_Task to carry out_
Show each line of the material below that contains the string "pine". The match is case-sensitive.

Coordinate labeling data
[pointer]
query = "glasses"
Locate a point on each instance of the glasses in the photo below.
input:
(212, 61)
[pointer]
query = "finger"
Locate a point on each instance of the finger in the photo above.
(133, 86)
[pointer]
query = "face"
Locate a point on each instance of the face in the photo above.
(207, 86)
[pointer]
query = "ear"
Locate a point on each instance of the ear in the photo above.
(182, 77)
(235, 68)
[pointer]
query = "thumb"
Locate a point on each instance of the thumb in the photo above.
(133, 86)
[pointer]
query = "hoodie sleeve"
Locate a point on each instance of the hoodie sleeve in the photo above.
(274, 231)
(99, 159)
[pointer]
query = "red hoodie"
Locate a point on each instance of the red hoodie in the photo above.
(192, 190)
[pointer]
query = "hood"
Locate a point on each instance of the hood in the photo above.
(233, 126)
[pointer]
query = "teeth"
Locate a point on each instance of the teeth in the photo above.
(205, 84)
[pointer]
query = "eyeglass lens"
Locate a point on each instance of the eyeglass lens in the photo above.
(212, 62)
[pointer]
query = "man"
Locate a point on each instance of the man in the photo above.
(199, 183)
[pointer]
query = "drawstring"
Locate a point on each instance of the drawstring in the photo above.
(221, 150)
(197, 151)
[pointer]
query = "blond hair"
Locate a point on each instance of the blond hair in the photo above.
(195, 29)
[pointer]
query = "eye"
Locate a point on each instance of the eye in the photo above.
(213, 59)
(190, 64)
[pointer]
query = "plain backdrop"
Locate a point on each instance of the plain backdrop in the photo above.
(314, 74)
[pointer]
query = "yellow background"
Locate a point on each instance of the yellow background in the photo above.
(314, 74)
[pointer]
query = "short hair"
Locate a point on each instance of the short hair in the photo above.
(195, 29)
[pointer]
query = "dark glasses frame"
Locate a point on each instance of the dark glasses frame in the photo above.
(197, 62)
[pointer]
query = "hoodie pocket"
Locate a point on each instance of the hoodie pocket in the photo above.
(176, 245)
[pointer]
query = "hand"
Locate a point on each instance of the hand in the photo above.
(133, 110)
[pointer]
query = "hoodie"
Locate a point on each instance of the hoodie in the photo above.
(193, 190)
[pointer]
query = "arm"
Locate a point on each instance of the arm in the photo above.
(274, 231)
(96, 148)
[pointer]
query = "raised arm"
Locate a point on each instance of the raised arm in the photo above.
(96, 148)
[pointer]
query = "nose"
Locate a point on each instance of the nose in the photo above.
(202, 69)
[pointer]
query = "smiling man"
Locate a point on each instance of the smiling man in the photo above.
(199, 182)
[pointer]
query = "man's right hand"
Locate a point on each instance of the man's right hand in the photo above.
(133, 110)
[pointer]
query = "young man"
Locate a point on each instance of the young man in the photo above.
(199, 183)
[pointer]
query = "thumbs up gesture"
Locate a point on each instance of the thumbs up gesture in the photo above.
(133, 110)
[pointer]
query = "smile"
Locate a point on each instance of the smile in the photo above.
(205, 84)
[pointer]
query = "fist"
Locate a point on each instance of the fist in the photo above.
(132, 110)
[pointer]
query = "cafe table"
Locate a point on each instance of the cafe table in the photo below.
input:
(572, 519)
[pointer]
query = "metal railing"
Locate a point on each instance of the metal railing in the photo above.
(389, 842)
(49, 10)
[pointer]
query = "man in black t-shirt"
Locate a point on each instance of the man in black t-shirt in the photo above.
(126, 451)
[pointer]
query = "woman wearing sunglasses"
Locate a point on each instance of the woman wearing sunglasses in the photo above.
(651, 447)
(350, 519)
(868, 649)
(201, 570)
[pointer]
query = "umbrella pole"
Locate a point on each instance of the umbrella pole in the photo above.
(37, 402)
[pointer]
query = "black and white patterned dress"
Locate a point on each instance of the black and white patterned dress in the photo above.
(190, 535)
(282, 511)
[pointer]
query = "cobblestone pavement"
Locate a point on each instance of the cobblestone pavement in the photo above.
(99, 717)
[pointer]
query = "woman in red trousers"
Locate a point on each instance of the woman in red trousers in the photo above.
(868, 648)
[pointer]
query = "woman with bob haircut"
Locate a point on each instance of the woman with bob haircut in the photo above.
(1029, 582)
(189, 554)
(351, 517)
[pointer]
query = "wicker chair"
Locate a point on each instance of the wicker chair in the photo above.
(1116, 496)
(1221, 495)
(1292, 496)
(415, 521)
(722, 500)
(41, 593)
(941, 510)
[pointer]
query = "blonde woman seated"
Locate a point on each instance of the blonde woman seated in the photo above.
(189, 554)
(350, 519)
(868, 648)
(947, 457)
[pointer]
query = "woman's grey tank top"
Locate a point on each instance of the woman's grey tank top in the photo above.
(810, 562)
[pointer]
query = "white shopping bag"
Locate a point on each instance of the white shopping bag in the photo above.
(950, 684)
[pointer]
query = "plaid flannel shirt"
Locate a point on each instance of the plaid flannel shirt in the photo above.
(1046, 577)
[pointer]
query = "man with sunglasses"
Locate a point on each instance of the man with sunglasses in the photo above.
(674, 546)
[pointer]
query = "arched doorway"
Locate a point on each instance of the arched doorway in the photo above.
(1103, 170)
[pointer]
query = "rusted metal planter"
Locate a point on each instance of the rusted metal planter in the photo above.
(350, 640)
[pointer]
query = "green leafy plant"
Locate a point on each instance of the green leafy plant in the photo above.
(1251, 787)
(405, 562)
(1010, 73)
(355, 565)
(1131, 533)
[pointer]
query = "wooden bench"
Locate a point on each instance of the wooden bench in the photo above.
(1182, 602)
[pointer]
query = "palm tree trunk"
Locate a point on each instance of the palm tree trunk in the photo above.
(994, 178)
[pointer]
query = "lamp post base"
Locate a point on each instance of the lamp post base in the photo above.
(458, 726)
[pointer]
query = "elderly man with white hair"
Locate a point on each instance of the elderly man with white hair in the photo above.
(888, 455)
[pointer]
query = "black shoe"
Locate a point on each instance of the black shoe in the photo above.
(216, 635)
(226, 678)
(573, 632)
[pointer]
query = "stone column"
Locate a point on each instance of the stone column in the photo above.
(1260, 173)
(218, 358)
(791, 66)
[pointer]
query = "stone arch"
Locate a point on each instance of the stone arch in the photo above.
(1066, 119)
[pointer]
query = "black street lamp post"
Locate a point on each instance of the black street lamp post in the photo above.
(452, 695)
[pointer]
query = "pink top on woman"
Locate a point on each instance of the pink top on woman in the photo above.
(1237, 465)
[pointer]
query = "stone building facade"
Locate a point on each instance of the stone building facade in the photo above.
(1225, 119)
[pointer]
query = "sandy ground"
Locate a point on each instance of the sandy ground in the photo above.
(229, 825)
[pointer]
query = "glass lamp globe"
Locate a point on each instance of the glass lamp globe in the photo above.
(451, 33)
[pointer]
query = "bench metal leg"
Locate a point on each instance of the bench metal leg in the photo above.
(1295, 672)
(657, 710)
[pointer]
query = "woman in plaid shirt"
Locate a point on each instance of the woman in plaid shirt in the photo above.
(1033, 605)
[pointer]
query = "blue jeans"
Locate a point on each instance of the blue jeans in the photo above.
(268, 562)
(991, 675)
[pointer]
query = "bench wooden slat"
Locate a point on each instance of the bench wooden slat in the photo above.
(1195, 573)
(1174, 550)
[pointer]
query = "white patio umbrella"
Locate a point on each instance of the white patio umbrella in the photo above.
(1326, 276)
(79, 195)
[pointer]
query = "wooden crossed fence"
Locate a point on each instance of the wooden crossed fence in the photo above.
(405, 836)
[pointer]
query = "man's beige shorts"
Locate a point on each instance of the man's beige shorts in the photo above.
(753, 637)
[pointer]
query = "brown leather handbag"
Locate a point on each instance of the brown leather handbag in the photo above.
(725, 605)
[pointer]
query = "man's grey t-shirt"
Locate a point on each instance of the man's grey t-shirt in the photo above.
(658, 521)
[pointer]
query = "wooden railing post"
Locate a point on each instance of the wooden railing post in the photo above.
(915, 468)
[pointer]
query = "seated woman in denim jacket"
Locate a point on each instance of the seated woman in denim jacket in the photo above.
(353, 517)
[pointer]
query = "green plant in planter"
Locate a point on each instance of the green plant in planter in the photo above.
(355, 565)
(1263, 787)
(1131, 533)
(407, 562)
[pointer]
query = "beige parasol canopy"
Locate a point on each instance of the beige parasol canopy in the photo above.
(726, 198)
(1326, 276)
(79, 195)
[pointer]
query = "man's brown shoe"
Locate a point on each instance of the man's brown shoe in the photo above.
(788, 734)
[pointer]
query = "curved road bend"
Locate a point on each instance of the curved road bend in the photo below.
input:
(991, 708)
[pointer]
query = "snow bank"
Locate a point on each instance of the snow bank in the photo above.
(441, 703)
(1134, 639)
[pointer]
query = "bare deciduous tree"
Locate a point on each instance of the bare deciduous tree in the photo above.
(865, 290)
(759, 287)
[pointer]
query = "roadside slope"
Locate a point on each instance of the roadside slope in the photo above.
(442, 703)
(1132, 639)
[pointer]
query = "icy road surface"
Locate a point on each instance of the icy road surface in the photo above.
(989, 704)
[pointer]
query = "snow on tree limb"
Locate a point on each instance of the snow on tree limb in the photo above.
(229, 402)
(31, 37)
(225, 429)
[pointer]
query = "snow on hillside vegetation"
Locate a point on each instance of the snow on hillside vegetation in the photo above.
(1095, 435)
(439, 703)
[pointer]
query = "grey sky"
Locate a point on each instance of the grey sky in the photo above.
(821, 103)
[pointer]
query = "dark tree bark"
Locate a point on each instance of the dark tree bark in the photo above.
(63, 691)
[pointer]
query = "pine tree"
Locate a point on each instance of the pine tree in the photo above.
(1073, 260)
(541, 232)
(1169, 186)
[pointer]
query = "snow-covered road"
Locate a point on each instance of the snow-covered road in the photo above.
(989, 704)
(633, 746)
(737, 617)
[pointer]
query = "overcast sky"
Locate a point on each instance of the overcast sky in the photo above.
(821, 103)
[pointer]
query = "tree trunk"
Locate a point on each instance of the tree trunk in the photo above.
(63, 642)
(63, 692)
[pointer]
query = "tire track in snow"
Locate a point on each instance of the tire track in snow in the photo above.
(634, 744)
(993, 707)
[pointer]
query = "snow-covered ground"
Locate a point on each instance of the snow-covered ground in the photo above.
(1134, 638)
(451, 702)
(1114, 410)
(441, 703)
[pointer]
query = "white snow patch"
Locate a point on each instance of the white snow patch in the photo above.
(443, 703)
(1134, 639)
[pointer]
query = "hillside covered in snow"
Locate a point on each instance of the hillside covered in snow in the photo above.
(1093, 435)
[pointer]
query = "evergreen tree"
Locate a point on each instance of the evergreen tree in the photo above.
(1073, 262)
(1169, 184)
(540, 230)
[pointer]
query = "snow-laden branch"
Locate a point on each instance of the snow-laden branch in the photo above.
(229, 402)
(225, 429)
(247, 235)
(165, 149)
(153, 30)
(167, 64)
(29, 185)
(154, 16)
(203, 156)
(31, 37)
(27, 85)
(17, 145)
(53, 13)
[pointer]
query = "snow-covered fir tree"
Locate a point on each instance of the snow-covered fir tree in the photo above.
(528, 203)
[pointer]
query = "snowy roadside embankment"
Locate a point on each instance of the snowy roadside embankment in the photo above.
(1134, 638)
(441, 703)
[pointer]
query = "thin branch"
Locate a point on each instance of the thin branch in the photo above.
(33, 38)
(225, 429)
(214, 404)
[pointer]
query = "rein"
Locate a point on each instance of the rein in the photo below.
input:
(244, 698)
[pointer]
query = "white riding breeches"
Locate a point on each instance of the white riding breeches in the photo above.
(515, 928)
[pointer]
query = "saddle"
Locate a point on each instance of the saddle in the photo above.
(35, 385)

_Reply_
query = "pine tree"
Locate a point on each instance of the pine tree in the photo above.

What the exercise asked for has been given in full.